> **WHAT IS ASKED**:
Copy out the entries below verbatim, beginning at the line that contains "Pick out each instance of the blurred background" and stopping after the line that contains "<point>961,177</point>". Output those lines only.

[Point placement entries]
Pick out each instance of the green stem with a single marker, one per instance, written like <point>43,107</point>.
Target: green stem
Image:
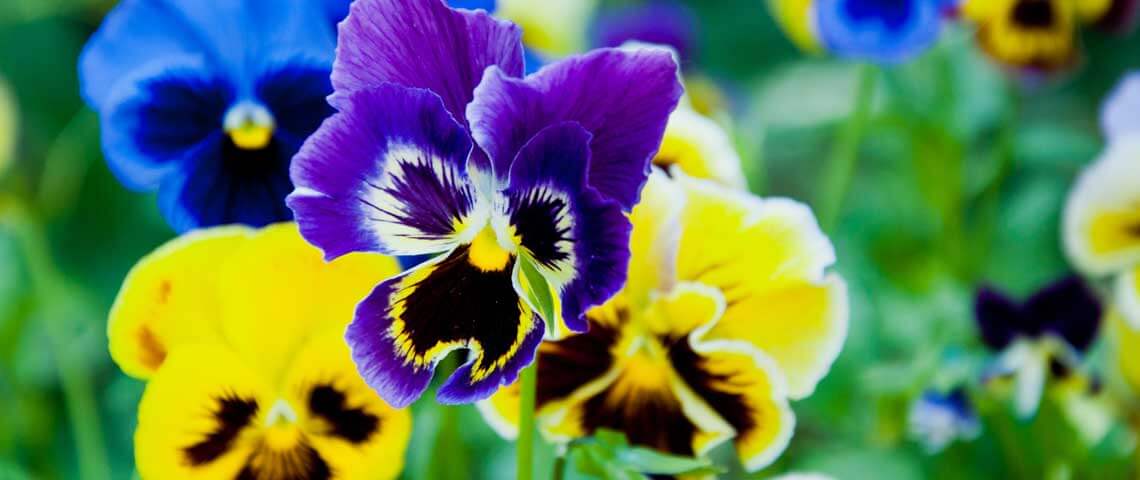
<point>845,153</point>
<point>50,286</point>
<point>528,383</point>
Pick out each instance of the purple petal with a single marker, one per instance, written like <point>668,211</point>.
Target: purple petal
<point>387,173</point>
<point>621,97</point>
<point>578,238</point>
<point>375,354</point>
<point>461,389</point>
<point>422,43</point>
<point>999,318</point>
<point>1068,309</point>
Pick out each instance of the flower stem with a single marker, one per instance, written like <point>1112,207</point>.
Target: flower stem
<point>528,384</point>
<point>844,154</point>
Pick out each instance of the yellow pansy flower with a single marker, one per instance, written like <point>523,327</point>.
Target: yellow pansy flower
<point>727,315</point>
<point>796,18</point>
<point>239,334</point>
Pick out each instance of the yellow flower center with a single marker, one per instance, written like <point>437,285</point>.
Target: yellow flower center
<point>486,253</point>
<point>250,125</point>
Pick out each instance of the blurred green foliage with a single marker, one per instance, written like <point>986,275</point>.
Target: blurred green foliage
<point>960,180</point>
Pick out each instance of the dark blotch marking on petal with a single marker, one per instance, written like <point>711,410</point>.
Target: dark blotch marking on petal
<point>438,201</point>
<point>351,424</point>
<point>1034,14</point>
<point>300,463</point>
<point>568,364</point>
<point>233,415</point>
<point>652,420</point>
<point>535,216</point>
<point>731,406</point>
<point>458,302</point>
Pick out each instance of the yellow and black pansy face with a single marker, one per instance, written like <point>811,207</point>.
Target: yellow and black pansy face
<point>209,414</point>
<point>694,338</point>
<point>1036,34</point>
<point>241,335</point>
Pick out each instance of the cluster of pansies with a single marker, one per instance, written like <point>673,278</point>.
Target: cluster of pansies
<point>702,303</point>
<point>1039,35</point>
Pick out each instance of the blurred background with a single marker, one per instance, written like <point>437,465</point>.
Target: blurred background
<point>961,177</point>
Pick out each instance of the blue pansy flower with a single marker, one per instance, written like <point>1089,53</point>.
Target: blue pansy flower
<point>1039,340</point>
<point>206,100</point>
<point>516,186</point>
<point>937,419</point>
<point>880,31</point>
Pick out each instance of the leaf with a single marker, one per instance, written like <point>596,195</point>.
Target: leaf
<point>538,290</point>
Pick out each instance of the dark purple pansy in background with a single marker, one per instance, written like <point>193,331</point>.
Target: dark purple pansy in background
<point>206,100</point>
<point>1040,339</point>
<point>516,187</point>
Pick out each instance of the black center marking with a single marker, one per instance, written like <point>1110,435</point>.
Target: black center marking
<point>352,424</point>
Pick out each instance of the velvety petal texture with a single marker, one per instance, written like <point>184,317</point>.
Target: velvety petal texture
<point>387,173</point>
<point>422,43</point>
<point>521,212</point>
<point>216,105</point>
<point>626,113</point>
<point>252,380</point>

==

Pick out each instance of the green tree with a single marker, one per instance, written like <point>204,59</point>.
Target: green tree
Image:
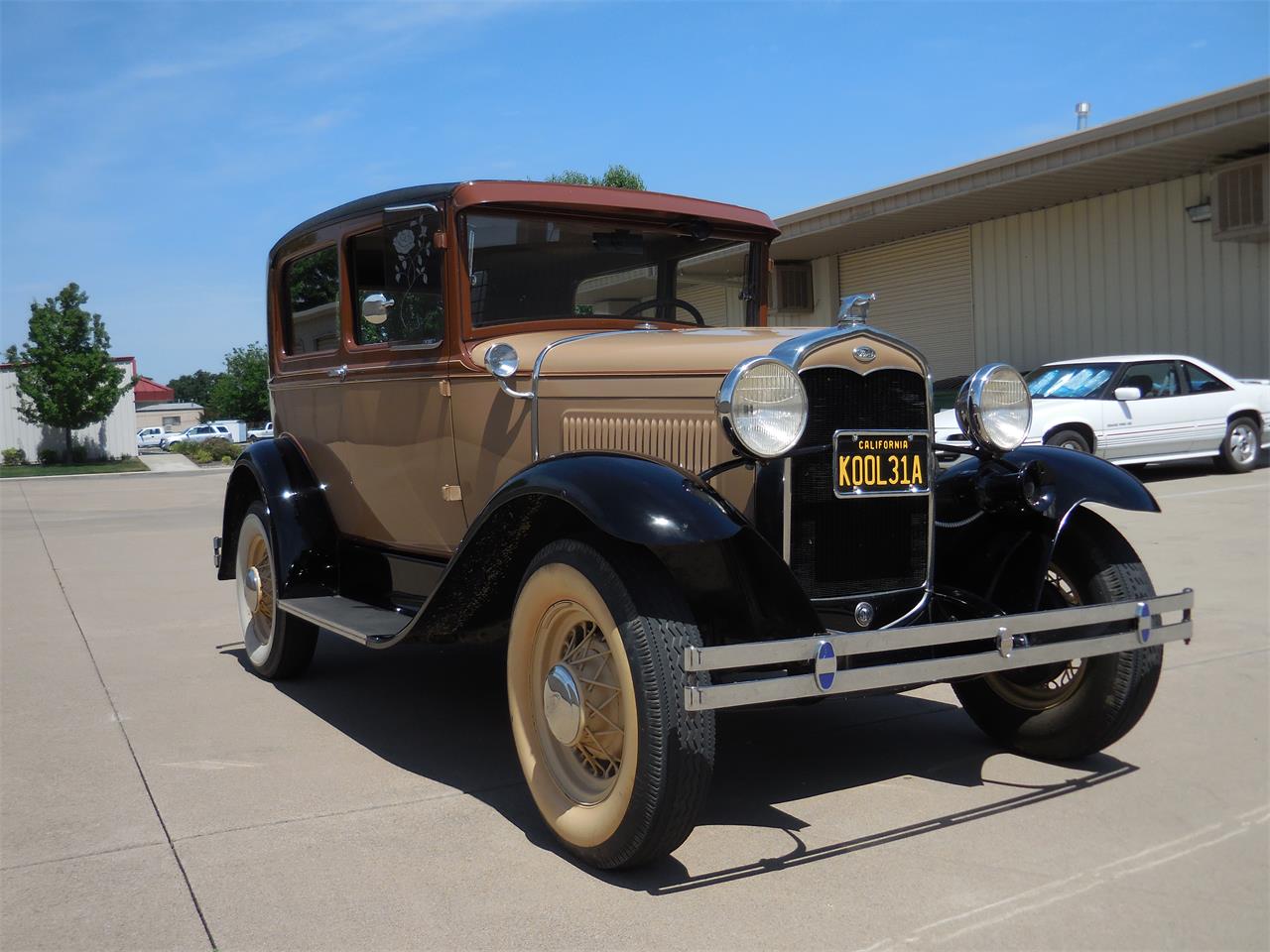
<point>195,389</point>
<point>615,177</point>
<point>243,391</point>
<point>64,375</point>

--

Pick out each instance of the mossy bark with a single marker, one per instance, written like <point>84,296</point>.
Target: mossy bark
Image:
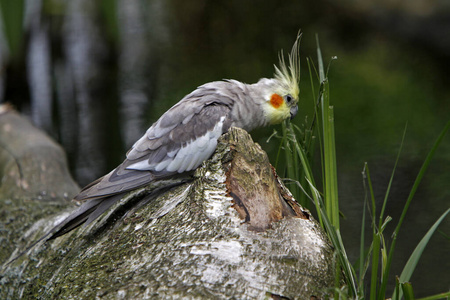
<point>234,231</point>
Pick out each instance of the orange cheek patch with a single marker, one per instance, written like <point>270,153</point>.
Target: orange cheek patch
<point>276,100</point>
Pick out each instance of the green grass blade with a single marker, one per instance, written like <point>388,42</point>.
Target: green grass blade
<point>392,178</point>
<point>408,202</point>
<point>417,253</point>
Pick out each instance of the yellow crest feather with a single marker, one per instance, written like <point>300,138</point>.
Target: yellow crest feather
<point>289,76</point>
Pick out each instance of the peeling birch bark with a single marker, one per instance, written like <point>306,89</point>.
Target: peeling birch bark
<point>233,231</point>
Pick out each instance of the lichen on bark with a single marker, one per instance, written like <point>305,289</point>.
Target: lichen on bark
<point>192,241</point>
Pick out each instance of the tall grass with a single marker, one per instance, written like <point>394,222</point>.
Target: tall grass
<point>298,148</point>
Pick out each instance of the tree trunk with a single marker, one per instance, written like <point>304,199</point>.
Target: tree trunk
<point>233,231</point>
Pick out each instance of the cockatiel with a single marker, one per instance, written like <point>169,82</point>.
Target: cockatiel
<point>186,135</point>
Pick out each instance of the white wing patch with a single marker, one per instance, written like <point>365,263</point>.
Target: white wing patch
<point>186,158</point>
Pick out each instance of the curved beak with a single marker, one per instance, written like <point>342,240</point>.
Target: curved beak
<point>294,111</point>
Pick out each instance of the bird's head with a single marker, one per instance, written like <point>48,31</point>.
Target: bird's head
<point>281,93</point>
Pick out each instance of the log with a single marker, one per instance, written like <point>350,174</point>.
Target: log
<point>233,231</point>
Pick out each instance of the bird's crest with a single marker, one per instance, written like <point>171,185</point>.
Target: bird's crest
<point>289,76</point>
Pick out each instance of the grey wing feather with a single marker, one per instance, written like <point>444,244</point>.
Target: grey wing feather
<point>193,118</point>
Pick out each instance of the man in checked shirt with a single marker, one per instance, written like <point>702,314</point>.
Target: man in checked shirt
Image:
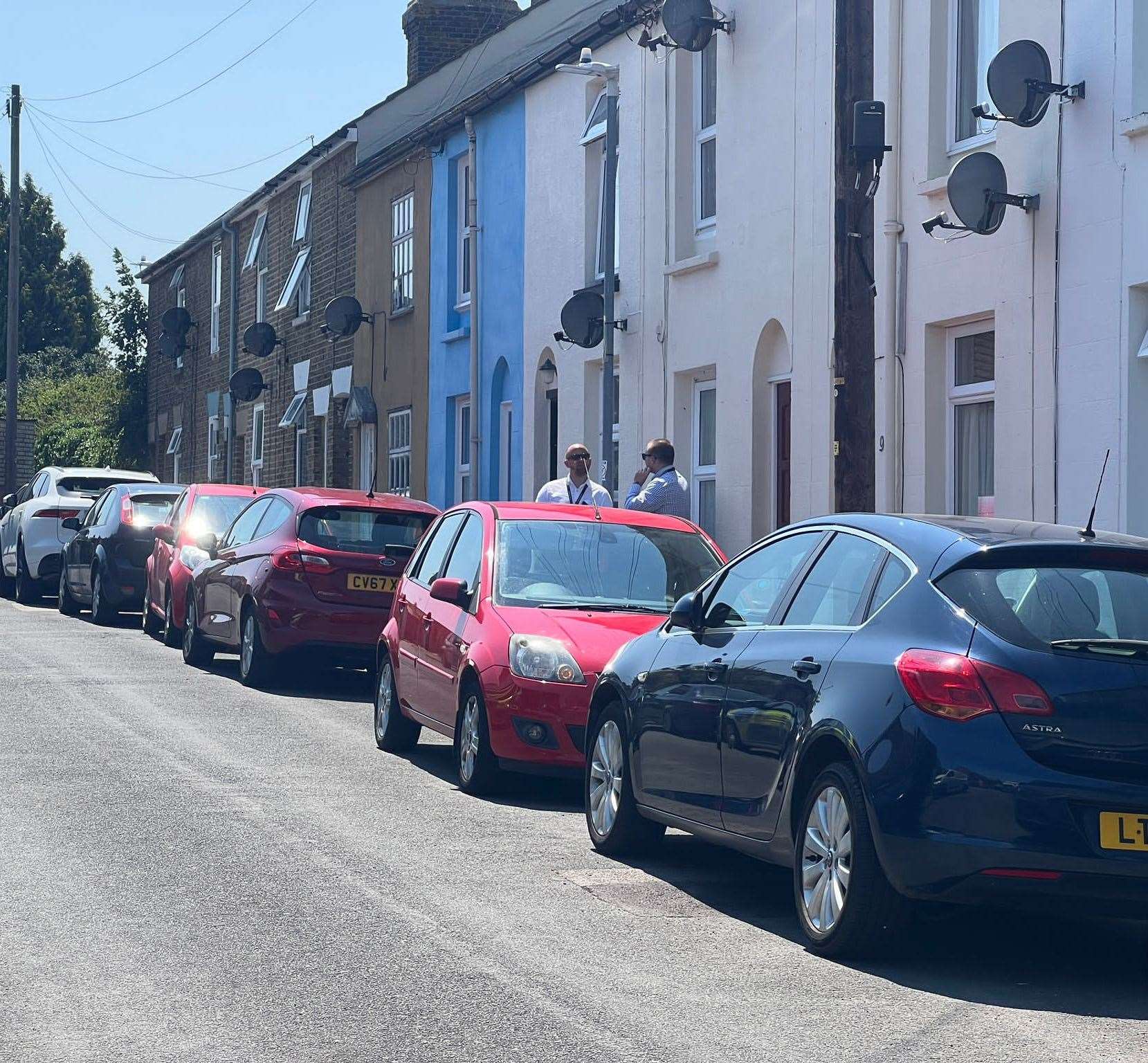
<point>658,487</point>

> **FULL RESPONSE**:
Pick out each instance of the blurred background with a single marker, one per instance, written like <point>437,465</point>.
Target: blurred background
<point>961,177</point>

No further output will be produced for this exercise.